[SUPPLIED ENTRIES]

□ □ □

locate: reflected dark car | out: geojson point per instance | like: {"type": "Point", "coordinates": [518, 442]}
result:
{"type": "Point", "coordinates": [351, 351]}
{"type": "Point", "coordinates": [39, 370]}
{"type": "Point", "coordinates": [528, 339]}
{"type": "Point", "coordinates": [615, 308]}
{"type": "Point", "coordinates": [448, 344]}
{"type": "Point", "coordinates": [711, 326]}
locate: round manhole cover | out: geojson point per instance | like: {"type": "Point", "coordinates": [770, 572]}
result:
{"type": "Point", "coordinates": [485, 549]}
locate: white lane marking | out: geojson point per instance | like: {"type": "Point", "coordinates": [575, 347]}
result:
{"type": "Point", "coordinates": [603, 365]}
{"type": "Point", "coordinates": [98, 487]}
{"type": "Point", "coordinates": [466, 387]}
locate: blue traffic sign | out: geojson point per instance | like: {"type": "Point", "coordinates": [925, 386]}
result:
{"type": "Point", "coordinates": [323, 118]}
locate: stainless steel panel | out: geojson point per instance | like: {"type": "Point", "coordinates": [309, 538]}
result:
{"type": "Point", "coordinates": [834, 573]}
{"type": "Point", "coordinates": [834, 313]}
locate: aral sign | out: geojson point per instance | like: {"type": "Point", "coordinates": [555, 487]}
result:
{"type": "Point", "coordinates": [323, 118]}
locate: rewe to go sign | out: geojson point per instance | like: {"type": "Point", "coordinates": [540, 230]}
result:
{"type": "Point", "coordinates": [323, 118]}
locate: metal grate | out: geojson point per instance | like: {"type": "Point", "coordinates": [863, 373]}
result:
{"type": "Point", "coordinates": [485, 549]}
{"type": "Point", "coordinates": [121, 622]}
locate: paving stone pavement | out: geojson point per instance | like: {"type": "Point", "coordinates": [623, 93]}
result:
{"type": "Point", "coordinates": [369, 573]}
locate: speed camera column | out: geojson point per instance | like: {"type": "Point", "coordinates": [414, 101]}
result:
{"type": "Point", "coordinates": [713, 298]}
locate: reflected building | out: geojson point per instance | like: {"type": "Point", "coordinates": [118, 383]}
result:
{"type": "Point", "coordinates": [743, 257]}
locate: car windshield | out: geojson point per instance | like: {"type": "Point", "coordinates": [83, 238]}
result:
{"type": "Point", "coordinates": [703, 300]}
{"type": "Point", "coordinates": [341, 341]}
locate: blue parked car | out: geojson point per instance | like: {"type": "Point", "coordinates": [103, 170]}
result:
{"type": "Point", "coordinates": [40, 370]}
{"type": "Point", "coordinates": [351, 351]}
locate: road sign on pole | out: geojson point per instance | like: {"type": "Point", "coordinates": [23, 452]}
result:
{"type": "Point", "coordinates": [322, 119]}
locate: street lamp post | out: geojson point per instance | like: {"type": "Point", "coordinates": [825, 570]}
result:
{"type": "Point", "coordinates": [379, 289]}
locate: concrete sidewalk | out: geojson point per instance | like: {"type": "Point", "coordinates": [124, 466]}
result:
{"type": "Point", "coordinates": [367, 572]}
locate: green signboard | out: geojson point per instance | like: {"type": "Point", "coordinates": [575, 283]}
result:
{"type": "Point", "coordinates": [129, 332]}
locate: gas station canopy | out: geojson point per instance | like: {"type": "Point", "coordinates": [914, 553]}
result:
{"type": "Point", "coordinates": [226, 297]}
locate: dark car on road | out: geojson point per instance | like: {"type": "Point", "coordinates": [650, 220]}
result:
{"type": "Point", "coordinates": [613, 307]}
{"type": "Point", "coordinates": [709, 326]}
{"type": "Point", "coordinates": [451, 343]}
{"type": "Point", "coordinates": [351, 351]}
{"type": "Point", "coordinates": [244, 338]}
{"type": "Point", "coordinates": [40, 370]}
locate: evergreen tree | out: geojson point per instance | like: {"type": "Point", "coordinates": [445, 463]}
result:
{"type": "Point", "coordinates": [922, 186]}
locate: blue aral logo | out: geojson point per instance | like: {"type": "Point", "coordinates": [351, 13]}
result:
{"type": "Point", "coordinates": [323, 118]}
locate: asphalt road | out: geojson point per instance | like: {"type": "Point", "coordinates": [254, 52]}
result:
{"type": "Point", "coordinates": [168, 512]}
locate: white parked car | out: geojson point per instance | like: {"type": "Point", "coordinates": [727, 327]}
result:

□ □ □

[TASK GOAL] Rewrite every one of the records above as a numbered list, leaving out any blank lines.

[ANSWER TO THE TASK]
1. locate: reflected dark car | out: geojson point per instance | like: {"type": "Point", "coordinates": [518, 442]}
2. result:
3. {"type": "Point", "coordinates": [351, 351]}
4. {"type": "Point", "coordinates": [39, 370]}
5. {"type": "Point", "coordinates": [528, 339]}
6. {"type": "Point", "coordinates": [615, 308]}
7. {"type": "Point", "coordinates": [448, 344]}
8. {"type": "Point", "coordinates": [711, 326]}
9. locate: round manhole cover | out: geojson point per instance | like: {"type": "Point", "coordinates": [770, 572]}
10. result:
11. {"type": "Point", "coordinates": [485, 549]}
12. locate: white lane marking | out: geojson point per instance | like: {"type": "Point", "coordinates": [575, 347]}
13. result:
14. {"type": "Point", "coordinates": [603, 365]}
15. {"type": "Point", "coordinates": [98, 487]}
16. {"type": "Point", "coordinates": [466, 387]}
17. locate: blue traffic sign | out: geojson point per instance | like: {"type": "Point", "coordinates": [925, 386]}
18. result:
19. {"type": "Point", "coordinates": [323, 118]}
20. locate: stainless steel panel | out: geojson point per instance | like: {"type": "Point", "coordinates": [309, 538]}
21. result:
22. {"type": "Point", "coordinates": [834, 573]}
23. {"type": "Point", "coordinates": [834, 313]}
24. locate: aral sign | out: geojson point per instance | like: {"type": "Point", "coordinates": [555, 487]}
25. result:
26. {"type": "Point", "coordinates": [323, 118]}
27. locate: rewe to go sign | out: geojson point per instance | like: {"type": "Point", "coordinates": [540, 230]}
28. result:
29. {"type": "Point", "coordinates": [323, 118]}
30. locate: metal grate | out: geojson point per instance | like: {"type": "Point", "coordinates": [863, 373]}
31. result:
32. {"type": "Point", "coordinates": [485, 549]}
33. {"type": "Point", "coordinates": [121, 622]}
34. locate: paving stone pavement | out: geojson point per instance | like: {"type": "Point", "coordinates": [623, 93]}
35. result:
36. {"type": "Point", "coordinates": [369, 573]}
37. locate: speed camera column | out: geojson point per instance | like: {"type": "Point", "coordinates": [414, 101]}
38. result:
39. {"type": "Point", "coordinates": [713, 298]}
40. locate: reflected building | out: geojson point per instance | like: {"type": "Point", "coordinates": [118, 383]}
41. result:
42. {"type": "Point", "coordinates": [743, 257]}
43. locate: car windshield | out: geojson point per instance | like: {"type": "Point", "coordinates": [83, 238]}
44. result:
45. {"type": "Point", "coordinates": [703, 300]}
46. {"type": "Point", "coordinates": [341, 341]}
47. locate: blue parked car | out: geojson point per instance | like: {"type": "Point", "coordinates": [103, 170]}
48. result:
49. {"type": "Point", "coordinates": [40, 370]}
50. {"type": "Point", "coordinates": [351, 351]}
51. locate: road sign on pole | out: geojson point per instance | like: {"type": "Point", "coordinates": [23, 452]}
52. result:
53. {"type": "Point", "coordinates": [322, 119]}
54. locate: street lamp post | out: geojson point per instance | like: {"type": "Point", "coordinates": [825, 570]}
55. result:
56. {"type": "Point", "coordinates": [379, 289]}
57. locate: concrete sidewalk | out: geojson point per instance | like: {"type": "Point", "coordinates": [124, 466]}
58. result:
59. {"type": "Point", "coordinates": [367, 572]}
60. locate: green signboard | out: geojson point per instance | like: {"type": "Point", "coordinates": [575, 283]}
61. result:
62. {"type": "Point", "coordinates": [129, 332]}
63. locate: gas station canopy | out: geojson point per instance | like: {"type": "Point", "coordinates": [914, 553]}
64. result:
65. {"type": "Point", "coordinates": [226, 297]}
66. locate: dark car on road | out: geojson point per instance | like: {"type": "Point", "coordinates": [650, 220]}
67. result:
68. {"type": "Point", "coordinates": [613, 307]}
69. {"type": "Point", "coordinates": [709, 326]}
70. {"type": "Point", "coordinates": [451, 343]}
71. {"type": "Point", "coordinates": [351, 351]}
72. {"type": "Point", "coordinates": [244, 338]}
73. {"type": "Point", "coordinates": [40, 370]}
74. locate: evergreen tree | out: geojson point per instance | like: {"type": "Point", "coordinates": [445, 463]}
75. result:
76. {"type": "Point", "coordinates": [922, 186]}
77. locate: blue aral logo | out: geojson point per instance | like: {"type": "Point", "coordinates": [351, 13]}
78. result:
79. {"type": "Point", "coordinates": [323, 118]}
80. locate: asphalt road | out: geojson point per instance | like: {"type": "Point", "coordinates": [254, 52]}
81. result:
82. {"type": "Point", "coordinates": [168, 512]}
83. locate: white parked car | out: geojson point per instance | like: {"type": "Point", "coordinates": [727, 327]}
84. result:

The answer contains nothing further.